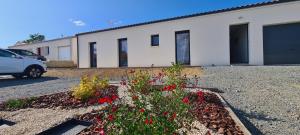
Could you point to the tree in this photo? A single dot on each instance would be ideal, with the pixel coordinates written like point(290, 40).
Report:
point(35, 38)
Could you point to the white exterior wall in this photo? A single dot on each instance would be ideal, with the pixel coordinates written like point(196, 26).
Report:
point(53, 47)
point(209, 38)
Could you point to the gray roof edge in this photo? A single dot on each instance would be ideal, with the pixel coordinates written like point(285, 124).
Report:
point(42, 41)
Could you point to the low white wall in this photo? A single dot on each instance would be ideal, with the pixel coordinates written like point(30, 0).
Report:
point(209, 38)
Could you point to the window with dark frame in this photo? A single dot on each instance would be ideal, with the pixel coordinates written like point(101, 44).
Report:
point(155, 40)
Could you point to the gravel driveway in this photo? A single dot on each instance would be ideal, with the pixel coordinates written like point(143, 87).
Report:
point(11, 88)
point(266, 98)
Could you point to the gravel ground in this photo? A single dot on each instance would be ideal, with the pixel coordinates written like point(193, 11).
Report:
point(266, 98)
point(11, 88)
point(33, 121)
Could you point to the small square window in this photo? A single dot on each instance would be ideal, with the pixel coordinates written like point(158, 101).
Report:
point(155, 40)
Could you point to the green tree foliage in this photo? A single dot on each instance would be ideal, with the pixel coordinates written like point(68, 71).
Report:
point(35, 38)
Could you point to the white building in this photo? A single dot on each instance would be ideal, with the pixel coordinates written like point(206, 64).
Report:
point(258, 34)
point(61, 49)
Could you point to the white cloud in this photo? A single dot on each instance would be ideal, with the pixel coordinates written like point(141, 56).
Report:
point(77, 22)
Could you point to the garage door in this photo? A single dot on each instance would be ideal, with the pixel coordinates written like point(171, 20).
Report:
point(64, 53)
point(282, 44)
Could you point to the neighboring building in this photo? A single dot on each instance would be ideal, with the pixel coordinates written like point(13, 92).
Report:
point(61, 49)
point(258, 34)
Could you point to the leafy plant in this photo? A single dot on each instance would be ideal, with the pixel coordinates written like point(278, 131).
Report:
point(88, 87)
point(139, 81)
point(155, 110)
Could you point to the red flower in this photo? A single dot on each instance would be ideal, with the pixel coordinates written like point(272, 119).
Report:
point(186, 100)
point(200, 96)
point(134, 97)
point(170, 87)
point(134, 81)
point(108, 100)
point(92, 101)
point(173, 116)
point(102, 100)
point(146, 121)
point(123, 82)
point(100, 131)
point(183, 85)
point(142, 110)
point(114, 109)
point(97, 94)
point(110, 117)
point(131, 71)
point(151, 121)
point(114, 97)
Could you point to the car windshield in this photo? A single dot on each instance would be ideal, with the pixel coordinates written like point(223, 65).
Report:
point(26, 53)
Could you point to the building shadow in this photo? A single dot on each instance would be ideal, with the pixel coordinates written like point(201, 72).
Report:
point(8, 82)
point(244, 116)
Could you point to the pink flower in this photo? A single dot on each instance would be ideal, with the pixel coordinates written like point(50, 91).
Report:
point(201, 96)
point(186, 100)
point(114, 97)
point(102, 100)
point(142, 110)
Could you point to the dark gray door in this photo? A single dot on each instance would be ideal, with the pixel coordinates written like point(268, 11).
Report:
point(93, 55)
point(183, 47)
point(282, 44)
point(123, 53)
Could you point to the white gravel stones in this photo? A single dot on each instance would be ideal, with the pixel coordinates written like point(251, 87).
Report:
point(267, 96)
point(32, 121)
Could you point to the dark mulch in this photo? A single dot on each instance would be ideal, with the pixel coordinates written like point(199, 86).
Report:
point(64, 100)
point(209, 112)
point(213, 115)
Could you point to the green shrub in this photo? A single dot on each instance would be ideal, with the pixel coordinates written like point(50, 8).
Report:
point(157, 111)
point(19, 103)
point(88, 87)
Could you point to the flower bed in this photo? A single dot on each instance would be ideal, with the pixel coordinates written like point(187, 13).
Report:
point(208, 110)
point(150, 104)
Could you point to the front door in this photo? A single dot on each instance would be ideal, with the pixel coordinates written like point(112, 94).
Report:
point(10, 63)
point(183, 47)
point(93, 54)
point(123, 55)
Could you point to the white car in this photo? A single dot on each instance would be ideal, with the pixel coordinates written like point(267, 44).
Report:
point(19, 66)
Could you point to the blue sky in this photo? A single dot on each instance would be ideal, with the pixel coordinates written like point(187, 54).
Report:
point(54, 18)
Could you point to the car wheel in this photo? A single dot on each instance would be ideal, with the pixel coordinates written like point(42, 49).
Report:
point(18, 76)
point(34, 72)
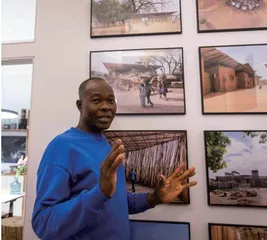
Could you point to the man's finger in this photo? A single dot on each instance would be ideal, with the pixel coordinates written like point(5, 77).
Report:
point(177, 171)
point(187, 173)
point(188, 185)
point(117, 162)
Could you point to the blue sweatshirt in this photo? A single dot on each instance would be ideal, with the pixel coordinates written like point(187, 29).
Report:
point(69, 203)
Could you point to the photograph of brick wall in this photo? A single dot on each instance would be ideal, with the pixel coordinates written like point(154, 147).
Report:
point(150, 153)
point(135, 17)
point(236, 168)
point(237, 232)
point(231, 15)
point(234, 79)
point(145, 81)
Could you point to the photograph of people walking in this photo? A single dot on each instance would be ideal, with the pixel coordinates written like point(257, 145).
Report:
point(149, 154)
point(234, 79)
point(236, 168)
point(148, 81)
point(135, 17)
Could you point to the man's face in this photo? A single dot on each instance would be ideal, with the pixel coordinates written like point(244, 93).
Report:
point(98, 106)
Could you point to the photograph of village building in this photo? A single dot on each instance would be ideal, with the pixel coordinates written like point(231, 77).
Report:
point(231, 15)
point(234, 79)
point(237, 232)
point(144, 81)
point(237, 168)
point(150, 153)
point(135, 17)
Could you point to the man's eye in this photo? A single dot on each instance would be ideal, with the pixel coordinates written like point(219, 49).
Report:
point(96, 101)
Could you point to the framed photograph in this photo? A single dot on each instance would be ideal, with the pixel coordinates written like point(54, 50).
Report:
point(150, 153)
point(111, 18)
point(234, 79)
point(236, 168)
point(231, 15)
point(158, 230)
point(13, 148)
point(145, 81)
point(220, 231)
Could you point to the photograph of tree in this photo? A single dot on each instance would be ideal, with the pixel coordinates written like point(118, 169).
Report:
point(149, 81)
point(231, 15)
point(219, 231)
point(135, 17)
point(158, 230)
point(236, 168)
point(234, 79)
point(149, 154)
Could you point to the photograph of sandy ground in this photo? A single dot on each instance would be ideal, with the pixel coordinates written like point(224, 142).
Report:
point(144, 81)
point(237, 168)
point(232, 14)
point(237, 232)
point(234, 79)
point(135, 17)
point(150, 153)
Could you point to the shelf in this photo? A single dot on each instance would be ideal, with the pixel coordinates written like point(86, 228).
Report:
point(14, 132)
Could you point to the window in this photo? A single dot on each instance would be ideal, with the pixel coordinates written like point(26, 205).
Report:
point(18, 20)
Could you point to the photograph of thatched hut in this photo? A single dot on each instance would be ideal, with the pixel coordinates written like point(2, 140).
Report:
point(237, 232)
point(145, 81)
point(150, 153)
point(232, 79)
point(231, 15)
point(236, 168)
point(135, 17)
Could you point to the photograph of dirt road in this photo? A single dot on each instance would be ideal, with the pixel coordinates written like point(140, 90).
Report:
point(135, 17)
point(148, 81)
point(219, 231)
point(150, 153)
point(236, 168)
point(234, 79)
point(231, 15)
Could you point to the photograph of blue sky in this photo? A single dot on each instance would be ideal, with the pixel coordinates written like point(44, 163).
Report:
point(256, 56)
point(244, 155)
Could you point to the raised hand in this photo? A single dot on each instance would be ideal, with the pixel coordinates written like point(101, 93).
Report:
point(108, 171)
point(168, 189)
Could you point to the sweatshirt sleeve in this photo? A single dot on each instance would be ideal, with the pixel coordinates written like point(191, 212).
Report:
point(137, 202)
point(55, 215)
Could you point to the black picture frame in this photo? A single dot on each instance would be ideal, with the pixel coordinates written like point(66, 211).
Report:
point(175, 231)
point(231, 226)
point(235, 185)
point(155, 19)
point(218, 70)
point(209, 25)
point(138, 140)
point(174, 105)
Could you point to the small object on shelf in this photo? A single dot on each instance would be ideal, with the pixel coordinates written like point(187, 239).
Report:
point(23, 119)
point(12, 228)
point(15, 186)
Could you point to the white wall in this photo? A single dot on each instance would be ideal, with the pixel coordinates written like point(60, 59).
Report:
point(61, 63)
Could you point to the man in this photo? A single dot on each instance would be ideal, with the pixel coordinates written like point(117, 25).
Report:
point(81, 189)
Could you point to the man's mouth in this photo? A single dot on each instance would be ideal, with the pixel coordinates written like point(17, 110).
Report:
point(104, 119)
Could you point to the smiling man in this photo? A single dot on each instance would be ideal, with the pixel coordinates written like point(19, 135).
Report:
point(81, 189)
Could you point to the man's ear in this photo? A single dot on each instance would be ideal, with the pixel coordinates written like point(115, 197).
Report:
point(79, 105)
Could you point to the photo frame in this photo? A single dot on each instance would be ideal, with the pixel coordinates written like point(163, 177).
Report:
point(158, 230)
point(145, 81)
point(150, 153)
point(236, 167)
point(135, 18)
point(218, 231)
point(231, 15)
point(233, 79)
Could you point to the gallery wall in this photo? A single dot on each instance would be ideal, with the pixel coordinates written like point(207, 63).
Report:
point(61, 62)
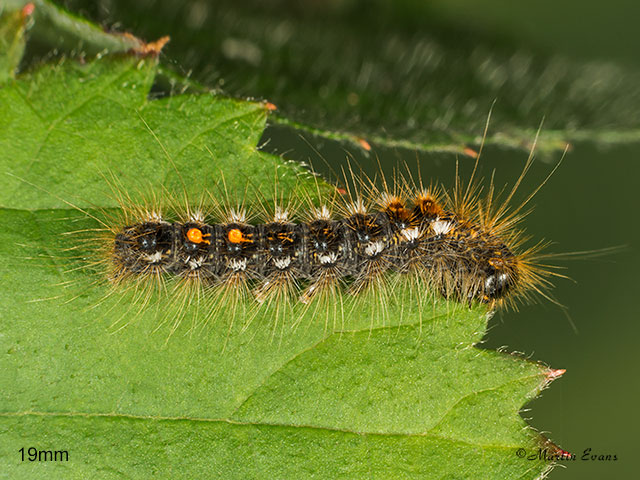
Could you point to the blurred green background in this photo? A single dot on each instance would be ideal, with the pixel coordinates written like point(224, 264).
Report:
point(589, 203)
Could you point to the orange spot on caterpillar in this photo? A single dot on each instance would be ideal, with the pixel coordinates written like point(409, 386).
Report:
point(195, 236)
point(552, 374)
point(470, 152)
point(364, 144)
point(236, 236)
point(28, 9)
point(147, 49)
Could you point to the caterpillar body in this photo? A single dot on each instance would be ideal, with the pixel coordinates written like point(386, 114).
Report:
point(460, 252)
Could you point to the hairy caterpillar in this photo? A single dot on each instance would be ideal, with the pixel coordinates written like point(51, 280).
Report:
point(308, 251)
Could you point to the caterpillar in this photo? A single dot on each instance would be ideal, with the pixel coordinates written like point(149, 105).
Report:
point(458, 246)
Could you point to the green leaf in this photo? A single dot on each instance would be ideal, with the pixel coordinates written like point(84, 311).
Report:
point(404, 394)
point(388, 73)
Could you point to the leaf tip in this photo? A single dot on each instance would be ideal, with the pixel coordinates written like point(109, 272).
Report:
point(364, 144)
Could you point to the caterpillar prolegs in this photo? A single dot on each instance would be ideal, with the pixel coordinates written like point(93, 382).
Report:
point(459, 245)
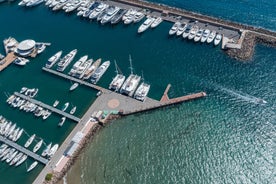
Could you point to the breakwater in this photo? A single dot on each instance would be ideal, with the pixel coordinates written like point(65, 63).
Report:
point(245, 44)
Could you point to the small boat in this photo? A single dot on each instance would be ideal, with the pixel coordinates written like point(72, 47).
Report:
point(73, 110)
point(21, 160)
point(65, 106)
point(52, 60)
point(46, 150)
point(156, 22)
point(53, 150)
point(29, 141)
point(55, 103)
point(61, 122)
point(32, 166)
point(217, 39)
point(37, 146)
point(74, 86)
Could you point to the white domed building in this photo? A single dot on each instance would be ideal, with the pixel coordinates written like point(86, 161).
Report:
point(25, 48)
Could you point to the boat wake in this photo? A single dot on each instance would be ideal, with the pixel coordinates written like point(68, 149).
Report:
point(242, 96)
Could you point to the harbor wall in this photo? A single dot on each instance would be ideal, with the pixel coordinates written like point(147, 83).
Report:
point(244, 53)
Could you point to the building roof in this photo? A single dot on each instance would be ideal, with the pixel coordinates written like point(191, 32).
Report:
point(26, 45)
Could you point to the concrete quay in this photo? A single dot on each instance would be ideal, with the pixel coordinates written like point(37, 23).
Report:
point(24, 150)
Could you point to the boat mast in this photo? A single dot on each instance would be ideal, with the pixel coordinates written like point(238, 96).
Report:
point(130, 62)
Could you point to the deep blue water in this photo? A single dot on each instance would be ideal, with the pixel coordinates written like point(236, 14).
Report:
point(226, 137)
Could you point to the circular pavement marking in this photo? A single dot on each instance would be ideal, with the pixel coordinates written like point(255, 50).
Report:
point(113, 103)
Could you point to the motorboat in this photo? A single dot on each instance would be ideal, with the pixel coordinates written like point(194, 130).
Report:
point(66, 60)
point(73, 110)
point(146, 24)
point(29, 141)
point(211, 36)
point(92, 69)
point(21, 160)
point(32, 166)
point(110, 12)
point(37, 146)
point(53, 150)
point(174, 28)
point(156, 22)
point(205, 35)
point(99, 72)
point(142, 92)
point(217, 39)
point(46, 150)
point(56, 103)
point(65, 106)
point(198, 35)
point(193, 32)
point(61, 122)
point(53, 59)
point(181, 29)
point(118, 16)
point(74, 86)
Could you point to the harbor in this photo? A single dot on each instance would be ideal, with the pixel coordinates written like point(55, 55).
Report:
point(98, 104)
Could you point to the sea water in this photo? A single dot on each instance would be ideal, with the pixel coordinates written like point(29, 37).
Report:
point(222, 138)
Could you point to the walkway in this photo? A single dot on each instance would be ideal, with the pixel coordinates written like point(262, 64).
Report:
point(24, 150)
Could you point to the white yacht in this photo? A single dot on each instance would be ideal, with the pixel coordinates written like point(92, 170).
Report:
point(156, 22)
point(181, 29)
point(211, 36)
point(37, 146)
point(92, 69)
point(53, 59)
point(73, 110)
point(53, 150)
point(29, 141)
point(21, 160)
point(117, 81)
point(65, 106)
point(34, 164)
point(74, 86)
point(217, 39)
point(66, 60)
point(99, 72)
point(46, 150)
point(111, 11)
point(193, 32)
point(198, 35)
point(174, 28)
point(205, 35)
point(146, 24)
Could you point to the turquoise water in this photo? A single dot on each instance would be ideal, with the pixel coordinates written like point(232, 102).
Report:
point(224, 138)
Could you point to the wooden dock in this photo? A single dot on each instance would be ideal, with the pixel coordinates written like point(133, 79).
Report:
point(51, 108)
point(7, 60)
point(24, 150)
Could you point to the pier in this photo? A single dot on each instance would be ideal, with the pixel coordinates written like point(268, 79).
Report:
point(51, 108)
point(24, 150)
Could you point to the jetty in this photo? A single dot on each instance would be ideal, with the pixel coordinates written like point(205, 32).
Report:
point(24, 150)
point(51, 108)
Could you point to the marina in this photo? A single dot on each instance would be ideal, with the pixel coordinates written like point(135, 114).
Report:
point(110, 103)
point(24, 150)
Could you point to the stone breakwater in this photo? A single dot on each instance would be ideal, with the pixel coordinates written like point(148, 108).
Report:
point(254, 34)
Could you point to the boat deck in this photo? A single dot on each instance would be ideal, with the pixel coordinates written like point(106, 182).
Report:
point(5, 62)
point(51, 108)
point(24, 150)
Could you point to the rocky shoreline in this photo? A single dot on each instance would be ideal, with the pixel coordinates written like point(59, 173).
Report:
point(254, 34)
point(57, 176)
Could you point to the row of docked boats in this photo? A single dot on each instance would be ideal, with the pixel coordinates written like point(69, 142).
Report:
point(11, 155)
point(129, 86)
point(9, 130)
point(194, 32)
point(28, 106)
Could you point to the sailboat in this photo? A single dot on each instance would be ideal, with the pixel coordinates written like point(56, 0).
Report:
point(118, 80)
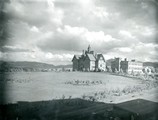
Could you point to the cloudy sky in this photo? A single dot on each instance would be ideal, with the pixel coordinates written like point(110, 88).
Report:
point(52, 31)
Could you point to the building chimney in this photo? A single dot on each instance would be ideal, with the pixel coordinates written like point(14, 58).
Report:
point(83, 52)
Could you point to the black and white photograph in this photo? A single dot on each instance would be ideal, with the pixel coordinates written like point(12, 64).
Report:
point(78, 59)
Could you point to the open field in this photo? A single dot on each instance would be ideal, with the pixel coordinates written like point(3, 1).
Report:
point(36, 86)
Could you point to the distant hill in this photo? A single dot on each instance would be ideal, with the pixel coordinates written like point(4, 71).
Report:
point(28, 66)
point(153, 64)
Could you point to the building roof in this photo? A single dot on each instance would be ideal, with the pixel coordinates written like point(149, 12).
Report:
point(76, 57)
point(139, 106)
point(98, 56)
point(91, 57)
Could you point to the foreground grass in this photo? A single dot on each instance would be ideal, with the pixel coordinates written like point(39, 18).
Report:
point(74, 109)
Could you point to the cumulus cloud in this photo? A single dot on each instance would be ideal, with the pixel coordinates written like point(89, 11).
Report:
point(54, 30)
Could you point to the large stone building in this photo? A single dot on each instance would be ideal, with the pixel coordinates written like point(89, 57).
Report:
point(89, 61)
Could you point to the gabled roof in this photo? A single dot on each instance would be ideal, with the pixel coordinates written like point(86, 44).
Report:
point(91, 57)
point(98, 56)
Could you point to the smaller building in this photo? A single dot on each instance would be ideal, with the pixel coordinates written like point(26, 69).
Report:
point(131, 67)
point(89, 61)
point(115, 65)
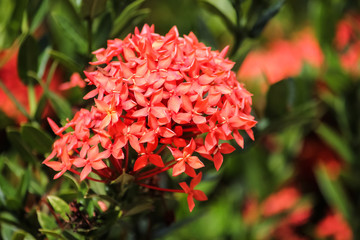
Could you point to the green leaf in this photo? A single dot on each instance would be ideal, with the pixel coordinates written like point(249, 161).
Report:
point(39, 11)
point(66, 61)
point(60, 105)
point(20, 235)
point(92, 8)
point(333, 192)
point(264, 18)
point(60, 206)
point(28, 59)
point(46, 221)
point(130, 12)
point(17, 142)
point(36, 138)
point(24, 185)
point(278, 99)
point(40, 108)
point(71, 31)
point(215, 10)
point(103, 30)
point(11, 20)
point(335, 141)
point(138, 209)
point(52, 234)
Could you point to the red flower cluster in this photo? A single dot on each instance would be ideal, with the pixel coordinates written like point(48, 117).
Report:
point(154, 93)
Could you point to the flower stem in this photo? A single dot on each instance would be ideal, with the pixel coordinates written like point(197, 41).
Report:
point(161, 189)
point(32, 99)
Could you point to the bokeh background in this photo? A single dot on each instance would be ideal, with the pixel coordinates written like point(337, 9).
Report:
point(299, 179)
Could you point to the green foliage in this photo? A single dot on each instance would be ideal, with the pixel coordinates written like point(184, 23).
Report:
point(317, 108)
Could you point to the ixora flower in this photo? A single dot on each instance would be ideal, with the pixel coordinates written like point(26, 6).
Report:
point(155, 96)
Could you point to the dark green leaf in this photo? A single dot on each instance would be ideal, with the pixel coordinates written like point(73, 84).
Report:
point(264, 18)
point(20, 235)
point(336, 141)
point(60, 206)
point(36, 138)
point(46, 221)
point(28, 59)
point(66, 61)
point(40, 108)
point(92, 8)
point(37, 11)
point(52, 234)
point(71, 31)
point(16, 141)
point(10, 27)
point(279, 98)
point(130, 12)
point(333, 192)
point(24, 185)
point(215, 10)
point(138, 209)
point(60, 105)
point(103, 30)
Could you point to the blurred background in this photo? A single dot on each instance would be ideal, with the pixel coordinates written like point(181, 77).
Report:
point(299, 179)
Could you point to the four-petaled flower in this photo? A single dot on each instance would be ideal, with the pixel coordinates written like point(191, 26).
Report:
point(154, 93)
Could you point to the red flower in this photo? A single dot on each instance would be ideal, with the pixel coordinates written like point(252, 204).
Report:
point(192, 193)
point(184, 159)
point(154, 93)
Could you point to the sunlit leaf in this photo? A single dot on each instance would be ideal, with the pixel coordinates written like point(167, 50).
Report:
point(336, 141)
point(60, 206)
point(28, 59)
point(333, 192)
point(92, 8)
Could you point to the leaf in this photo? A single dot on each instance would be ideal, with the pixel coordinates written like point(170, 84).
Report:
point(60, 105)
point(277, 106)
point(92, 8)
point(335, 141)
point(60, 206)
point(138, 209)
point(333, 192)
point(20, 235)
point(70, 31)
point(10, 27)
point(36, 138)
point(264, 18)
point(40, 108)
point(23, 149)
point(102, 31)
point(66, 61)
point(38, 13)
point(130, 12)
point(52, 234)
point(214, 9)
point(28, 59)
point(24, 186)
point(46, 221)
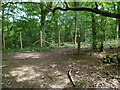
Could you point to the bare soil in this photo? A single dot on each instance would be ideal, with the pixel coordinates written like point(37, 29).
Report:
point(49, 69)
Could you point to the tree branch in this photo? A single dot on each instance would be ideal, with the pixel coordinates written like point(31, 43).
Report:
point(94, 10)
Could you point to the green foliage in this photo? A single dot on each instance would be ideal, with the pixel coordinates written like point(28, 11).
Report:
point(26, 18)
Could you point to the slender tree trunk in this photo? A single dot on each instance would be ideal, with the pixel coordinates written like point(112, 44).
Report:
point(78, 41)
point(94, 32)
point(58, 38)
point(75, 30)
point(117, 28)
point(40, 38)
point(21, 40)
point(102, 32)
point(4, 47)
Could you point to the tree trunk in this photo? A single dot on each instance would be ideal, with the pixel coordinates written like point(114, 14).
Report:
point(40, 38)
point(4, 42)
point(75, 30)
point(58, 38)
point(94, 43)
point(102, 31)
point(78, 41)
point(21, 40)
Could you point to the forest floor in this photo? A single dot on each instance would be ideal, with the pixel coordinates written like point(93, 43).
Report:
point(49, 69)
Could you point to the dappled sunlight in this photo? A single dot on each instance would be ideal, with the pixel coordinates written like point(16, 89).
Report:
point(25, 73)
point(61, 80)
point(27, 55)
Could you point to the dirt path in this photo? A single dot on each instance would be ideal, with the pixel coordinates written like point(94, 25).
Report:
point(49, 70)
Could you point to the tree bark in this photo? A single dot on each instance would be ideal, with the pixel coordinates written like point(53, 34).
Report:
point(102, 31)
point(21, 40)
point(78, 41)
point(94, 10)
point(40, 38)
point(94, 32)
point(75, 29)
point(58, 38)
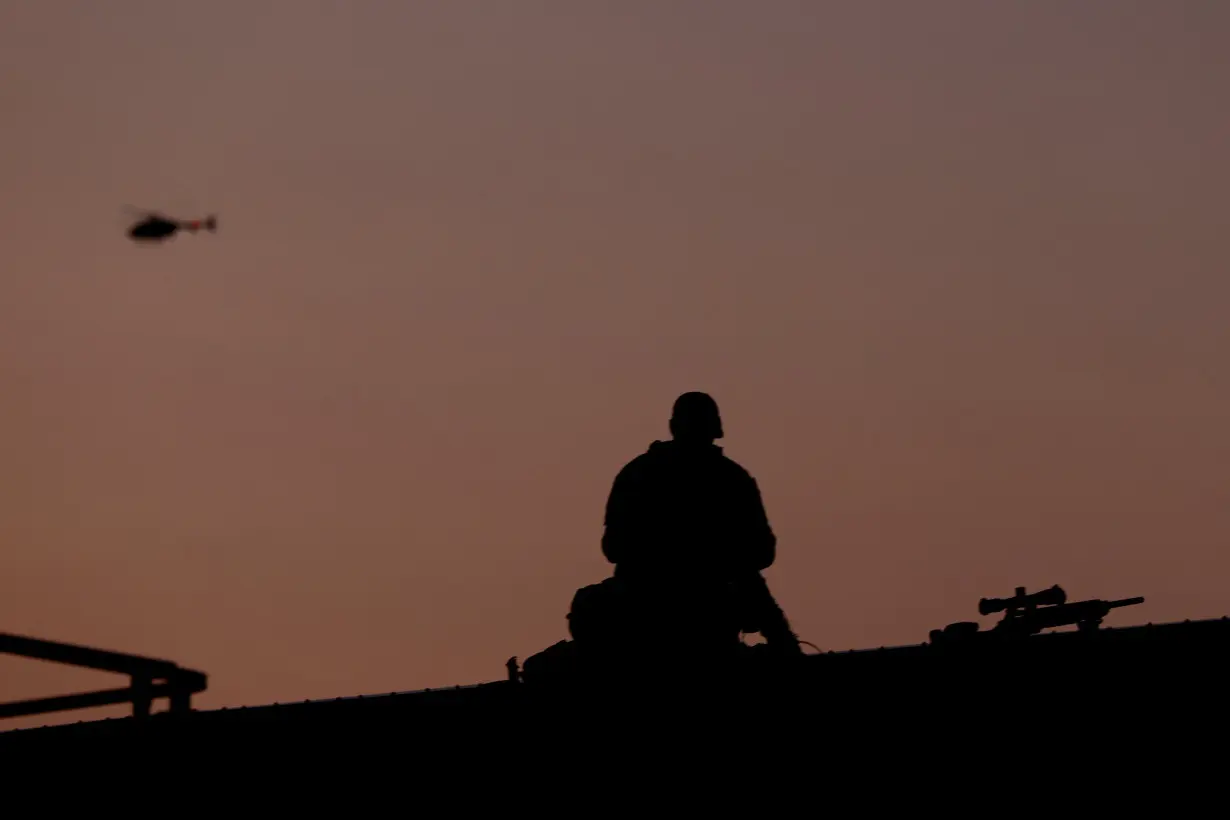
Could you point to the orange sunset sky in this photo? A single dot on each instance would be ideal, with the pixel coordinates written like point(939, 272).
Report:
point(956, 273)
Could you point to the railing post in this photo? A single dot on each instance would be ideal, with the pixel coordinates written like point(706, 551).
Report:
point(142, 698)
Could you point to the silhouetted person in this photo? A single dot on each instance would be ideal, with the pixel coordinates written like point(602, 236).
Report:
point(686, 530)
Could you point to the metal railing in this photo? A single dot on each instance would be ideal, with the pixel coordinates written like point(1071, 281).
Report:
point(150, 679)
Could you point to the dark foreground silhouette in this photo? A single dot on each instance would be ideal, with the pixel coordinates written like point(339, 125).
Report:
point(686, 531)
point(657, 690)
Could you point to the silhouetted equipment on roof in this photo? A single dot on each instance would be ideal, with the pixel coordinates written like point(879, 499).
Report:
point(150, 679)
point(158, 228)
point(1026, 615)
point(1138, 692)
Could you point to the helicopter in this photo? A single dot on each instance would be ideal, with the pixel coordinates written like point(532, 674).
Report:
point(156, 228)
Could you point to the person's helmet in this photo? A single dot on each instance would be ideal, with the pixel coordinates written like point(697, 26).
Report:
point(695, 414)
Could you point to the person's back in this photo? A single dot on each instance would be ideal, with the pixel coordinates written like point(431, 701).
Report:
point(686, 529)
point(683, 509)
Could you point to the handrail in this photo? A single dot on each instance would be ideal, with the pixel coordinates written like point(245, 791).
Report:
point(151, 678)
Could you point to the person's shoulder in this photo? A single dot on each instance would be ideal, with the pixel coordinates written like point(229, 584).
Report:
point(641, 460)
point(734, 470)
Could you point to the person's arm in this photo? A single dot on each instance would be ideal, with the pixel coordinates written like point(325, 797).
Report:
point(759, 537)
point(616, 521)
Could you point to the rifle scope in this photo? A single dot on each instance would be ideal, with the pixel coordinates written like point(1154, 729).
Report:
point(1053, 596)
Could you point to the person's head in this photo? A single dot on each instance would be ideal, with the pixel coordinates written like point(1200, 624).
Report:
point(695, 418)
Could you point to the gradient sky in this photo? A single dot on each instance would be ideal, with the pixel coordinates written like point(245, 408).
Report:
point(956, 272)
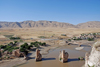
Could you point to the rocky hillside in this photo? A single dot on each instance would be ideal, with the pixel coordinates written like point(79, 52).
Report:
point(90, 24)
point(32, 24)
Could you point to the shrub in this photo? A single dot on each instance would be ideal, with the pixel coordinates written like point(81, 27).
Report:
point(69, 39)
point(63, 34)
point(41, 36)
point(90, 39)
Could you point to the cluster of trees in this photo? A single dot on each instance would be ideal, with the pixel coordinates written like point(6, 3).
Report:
··········
## What is expected
Rewrite the stretch from the line containing "Could you point to the turquoise" through the line containing "point(57, 176)" as a JSON list of strings, one string per line, leaving out any blank lines.

## Full answer
[
  "Could you point to the turquoise water in this photo? A single dot on each instance would be ideal, with the pixel coordinates written like point(232, 102).",
  "Report:",
  "point(224, 138)",
  "Could you point to the wooden dock in this photo? A single dot on each instance would be ideal, with the pixel coordinates written like point(133, 79).",
  "Report:",
  "point(51, 108)",
  "point(7, 60)",
  "point(24, 150)",
  "Could you point to the pier in this photo? A single dot on each instance would be ideal, with the pixel coordinates written like point(268, 79).",
  "Report:",
  "point(51, 108)",
  "point(24, 150)",
  "Could you point to the jetty in this photo? A single dot on each instance would be ideal, with the pixel coordinates written like point(205, 32).",
  "Report:",
  "point(24, 150)",
  "point(51, 108)",
  "Could you point to the marina in this photo? A single dot on each instance would be ideal, with the pixel coordinates written like point(135, 114).",
  "Report:",
  "point(110, 103)",
  "point(24, 150)",
  "Could you point to the stone breakwater in this photo? A single dot on each instance would be ideal, with the pixel coordinates written like point(148, 108).",
  "Report:",
  "point(254, 34)",
  "Could you point to the boat deck in this photo? A single dot on each instance would be ideal, with the pixel coordinates written like point(106, 182).",
  "Report:",
  "point(5, 62)",
  "point(51, 108)",
  "point(24, 150)",
  "Could you point to the rocky shoreline in this photo? A single dot on each instance would be ideal, with the pixel coordinates written like point(59, 173).",
  "Report:",
  "point(254, 34)",
  "point(57, 176)"
]